Poll: Metro Boston Voters Strongly Support Reconfigured Streets With Fewer Cars, More Public Space
A new poll of Boston-area voters finds strong support for more diverse uses of the public space on city streets, with a desire for more space for outdoor dining, expanded sidewalks, dedicated bus lanes, and protected bike lanes, and less space dedicated for privately-owned motor vehicles.
Over the past year, cities in towns across Massachusetts reconfigured public streets to provide more outdoor dining areas, bus lanes, protected bike lanes, and other public spaces to facilitate outdoor physical distancing during the pandemic.
Now, as the public health threat recedes, many of those changes remain popular, and look likely to remain.
Pollsters for MassINC asked 670 registered voters from the Boston area whether they would support more of those changes – and making the tradeoff explicit, the questions specifically asked whether respondents would support such changes “even if it means less space for cars.”

(Stored data entries)

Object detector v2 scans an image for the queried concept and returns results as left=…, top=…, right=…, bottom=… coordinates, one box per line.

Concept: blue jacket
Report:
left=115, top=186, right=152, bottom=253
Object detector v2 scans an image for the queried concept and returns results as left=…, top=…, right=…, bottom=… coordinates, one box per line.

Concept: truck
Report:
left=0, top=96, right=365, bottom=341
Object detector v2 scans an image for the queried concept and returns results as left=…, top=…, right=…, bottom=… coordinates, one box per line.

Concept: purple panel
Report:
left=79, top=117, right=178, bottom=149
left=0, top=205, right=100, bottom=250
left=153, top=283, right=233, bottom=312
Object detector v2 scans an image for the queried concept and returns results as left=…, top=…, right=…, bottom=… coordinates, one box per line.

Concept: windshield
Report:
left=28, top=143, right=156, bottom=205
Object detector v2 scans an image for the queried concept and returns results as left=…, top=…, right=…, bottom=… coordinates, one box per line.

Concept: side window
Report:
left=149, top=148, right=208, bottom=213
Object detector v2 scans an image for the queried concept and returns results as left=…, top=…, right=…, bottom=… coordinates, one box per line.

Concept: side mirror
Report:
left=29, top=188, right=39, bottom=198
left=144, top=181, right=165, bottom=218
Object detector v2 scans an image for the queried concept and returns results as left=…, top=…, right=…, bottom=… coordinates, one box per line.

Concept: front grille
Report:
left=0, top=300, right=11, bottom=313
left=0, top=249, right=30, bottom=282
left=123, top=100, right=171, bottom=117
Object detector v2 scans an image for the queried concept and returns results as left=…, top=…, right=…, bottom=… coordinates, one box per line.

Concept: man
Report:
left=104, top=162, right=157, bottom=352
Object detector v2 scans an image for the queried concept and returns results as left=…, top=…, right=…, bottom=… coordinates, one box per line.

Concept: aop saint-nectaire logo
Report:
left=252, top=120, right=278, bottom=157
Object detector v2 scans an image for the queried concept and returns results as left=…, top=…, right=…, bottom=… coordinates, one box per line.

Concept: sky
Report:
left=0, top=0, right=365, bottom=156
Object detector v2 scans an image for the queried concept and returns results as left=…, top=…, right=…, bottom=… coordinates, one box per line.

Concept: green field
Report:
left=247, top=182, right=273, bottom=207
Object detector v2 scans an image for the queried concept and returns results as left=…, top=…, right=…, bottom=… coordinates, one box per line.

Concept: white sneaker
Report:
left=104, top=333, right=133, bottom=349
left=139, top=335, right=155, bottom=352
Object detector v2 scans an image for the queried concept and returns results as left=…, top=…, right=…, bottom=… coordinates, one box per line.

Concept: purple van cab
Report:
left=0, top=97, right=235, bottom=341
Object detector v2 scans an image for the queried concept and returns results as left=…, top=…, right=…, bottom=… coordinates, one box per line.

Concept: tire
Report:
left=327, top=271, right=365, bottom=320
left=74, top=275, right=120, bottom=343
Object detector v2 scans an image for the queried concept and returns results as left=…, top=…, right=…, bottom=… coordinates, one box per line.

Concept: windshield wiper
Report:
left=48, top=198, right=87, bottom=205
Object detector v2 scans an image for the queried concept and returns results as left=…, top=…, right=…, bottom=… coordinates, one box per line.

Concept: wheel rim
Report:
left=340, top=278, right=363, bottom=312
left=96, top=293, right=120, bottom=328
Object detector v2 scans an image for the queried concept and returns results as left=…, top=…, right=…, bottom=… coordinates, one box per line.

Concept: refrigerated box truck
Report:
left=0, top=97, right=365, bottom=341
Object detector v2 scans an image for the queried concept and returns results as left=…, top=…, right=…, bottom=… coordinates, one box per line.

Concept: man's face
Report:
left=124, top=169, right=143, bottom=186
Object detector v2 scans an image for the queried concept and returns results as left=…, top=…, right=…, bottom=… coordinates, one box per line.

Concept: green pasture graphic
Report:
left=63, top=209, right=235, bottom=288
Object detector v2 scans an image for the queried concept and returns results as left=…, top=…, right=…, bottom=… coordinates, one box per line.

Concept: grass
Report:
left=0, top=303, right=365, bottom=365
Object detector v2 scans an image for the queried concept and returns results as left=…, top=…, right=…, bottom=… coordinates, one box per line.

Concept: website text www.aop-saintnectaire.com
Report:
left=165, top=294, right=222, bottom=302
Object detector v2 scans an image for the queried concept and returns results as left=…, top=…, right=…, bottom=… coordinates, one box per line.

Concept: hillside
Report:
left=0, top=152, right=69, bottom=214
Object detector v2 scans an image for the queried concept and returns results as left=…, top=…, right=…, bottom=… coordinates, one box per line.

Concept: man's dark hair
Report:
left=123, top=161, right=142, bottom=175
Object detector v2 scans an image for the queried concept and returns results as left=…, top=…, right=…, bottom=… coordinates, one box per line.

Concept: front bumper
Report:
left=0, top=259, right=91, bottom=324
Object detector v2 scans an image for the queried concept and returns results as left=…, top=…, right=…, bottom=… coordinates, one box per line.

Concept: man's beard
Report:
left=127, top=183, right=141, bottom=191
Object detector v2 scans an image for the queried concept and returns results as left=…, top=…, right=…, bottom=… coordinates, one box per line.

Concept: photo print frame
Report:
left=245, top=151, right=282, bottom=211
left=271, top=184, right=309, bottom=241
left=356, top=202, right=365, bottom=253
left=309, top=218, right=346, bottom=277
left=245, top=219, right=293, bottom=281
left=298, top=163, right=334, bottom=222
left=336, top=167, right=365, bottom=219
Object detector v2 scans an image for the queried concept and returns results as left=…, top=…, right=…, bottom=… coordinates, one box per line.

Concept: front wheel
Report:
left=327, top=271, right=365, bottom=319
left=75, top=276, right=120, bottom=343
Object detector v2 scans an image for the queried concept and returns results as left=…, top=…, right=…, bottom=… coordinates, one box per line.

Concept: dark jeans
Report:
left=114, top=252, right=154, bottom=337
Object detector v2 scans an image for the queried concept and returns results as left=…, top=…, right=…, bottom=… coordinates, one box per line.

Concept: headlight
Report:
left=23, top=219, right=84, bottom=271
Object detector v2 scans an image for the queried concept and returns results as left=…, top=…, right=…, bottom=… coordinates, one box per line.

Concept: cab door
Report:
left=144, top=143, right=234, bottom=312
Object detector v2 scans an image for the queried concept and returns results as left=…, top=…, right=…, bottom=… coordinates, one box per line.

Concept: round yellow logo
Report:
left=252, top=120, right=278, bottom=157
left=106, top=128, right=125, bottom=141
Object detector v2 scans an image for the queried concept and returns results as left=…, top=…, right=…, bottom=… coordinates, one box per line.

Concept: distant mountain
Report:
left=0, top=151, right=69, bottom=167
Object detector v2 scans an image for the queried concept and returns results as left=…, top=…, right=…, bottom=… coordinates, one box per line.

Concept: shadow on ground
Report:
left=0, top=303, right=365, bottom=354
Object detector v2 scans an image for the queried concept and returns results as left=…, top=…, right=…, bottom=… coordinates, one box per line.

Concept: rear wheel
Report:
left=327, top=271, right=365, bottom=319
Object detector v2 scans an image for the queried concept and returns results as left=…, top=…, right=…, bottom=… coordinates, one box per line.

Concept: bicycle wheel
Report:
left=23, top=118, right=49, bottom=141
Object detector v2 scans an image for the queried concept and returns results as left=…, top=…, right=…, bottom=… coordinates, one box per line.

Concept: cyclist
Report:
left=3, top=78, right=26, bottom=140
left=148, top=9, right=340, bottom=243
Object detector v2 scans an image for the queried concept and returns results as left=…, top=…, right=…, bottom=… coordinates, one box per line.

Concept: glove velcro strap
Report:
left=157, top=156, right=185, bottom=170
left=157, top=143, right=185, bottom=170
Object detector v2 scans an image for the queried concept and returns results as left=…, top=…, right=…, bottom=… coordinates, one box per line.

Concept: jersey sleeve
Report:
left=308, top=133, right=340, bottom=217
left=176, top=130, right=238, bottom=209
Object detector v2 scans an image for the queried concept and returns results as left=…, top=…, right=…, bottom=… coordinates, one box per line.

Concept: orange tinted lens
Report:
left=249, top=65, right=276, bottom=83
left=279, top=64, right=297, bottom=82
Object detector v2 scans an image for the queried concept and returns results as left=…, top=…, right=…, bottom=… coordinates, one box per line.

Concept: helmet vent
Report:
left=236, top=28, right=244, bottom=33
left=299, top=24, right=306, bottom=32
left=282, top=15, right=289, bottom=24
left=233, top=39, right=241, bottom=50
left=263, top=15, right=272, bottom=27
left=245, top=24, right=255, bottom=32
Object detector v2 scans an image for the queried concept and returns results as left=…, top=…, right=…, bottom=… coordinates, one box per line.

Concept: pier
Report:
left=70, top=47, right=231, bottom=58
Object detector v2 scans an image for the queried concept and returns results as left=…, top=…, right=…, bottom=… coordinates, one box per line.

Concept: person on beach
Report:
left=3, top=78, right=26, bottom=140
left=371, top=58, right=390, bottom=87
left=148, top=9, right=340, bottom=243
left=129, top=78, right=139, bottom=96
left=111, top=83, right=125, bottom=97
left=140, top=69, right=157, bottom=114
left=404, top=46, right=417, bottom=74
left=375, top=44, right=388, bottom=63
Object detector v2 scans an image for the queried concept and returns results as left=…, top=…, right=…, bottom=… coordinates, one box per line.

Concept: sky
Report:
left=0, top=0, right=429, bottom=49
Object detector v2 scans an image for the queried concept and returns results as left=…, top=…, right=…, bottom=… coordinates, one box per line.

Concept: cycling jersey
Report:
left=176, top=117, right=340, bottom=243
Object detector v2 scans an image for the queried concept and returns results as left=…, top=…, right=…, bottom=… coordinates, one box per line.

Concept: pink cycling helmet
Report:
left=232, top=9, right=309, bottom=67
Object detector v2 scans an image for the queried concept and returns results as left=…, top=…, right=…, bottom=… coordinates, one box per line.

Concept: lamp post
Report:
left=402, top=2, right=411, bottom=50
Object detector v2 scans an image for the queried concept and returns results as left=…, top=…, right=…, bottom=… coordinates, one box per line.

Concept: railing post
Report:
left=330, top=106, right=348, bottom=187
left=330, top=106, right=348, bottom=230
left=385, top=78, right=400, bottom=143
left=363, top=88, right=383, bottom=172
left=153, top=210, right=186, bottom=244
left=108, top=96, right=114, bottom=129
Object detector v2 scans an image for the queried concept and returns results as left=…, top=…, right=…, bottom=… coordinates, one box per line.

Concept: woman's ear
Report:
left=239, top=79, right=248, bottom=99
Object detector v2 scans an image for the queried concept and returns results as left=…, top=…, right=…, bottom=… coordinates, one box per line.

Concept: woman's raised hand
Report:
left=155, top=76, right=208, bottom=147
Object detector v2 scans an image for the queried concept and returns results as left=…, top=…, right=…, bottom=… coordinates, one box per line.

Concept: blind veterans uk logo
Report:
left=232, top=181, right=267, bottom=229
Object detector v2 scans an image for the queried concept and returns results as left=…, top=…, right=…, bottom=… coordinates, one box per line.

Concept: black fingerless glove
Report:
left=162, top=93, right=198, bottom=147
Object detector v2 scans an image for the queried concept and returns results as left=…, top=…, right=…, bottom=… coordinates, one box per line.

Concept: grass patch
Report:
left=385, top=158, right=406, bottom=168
--
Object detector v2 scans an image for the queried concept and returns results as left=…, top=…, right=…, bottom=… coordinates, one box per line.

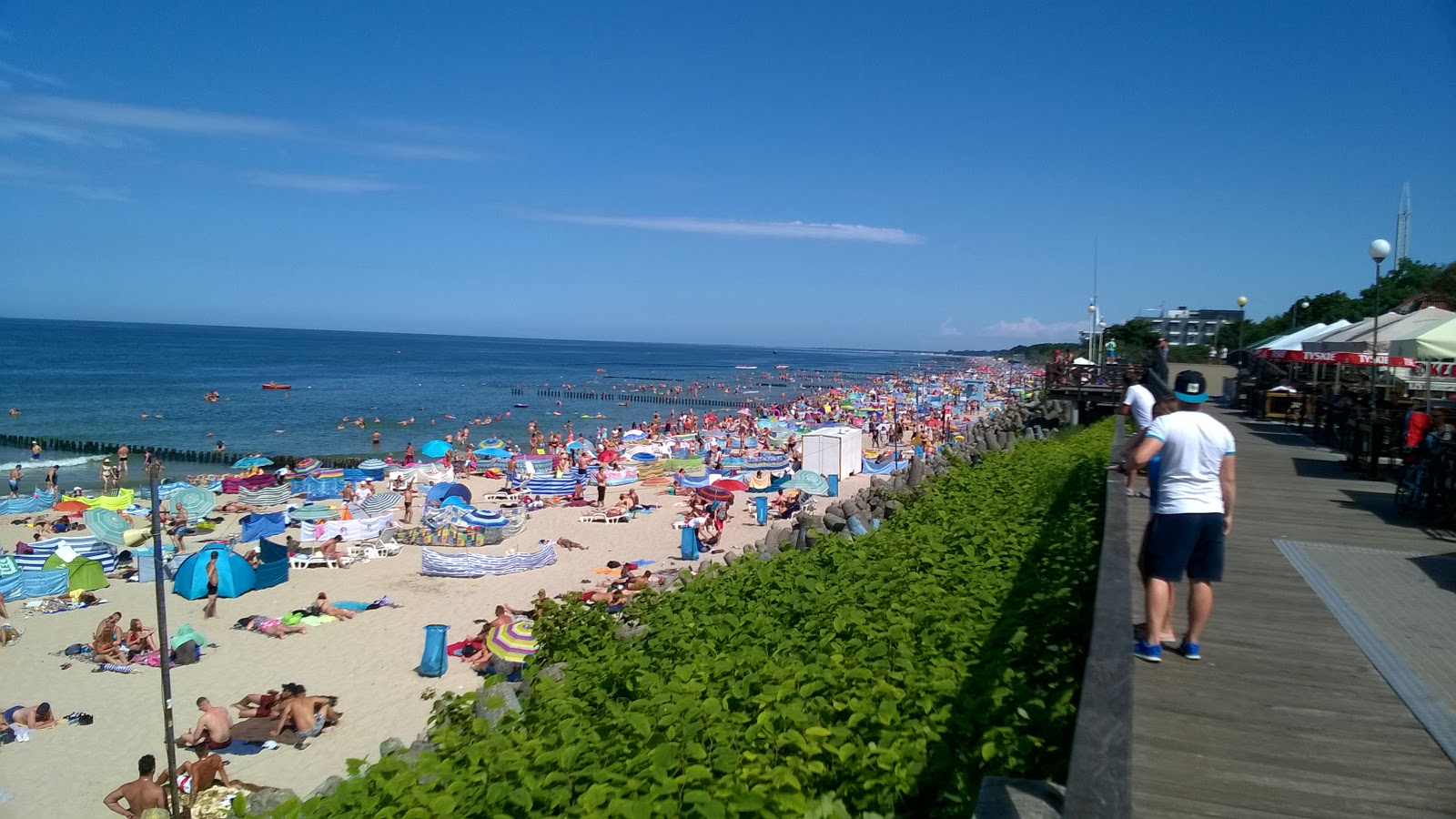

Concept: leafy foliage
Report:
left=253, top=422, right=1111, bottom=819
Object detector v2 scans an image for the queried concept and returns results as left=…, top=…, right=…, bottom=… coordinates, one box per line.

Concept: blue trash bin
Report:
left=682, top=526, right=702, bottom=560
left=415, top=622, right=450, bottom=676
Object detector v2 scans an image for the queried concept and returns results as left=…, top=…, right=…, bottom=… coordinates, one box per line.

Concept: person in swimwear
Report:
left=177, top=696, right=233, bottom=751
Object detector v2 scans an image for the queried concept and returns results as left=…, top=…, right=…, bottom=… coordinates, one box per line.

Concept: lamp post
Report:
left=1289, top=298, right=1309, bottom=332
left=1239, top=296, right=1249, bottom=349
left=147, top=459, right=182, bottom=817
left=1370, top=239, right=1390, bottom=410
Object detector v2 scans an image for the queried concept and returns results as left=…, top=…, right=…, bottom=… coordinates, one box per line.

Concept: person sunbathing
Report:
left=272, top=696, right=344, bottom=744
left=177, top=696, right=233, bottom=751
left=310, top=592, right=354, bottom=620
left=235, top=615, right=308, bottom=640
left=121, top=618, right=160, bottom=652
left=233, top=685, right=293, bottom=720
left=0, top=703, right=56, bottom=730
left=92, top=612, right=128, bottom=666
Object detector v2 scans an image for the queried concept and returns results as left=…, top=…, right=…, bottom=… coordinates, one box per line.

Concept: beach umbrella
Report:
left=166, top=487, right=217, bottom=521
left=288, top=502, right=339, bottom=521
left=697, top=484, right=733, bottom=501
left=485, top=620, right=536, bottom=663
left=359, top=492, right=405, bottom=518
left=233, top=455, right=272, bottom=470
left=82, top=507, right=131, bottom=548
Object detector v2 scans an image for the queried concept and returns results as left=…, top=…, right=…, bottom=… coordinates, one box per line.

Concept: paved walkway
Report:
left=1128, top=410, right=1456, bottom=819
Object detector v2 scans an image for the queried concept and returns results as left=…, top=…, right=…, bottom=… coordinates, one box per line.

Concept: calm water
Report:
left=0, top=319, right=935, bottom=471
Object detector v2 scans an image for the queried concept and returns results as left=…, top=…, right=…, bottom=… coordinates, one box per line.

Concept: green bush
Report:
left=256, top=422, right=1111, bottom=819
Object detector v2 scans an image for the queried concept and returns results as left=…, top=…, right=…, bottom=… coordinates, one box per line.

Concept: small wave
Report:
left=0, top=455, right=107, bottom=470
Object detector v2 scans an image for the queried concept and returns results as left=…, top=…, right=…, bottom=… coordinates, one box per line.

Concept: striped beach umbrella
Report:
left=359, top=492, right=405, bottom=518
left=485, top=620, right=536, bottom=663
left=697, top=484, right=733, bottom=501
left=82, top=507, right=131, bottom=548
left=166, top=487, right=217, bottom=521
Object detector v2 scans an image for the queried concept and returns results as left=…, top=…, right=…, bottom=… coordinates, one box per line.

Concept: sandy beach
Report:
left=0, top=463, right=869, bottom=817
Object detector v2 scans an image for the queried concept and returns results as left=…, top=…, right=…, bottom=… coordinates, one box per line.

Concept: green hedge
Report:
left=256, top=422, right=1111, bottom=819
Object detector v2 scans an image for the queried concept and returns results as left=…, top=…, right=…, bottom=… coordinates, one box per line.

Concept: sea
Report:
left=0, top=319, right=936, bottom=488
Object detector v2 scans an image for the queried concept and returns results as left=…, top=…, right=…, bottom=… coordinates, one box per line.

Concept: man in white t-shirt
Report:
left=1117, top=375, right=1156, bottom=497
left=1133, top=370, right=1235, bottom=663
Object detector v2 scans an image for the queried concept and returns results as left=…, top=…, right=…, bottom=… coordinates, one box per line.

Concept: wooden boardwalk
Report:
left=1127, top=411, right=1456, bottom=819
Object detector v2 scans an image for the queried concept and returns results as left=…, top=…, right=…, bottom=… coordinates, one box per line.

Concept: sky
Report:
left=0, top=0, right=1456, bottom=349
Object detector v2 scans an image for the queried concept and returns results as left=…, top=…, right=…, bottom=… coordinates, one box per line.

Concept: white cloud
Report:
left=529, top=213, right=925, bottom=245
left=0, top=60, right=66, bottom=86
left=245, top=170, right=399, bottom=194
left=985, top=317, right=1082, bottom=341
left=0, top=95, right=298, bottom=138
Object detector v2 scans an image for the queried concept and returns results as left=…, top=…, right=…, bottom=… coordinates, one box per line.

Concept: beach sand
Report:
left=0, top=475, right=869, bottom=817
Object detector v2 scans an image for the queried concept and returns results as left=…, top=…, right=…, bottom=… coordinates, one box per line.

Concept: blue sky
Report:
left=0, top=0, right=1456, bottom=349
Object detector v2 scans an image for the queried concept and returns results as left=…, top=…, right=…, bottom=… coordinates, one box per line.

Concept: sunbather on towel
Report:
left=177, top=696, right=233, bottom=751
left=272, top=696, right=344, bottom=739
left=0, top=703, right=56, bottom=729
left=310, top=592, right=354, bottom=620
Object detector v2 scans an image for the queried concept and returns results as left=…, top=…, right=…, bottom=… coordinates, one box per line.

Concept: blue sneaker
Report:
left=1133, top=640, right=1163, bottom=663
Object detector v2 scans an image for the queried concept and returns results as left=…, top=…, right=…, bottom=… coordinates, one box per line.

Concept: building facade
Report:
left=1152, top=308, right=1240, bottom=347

• THINGS TO DO
A - In the article on the Boston street poll, how many voters did MassINC survey?
B - Carry on the article on the Boston street poll from the point where it stops.

• RESULTS FOR THE EXERCISE
A - 670 registered voters from the Boston area.

B -
An overwhelming proportion of respondents said yes: 79 percent said they would support more outdoor dining areas, 75 percent said they would support more protected bike lanes, and 67 percent said they would support more dedicated bus lanes to help make transit trips more reliable.
Other results from the same poll suggest that voters may support changes to city streets in part because they have little faith in our status-quo transportation system.
42 percent of respondents told pollsters that they expect traffic will soon be just as bad as it was before the pandemic; 32 percent of respondents expect it to be even worse.
The MassINC poll was sponsored by The Barr Foundation, which is also a major financial supporter of StreetsblogMASS.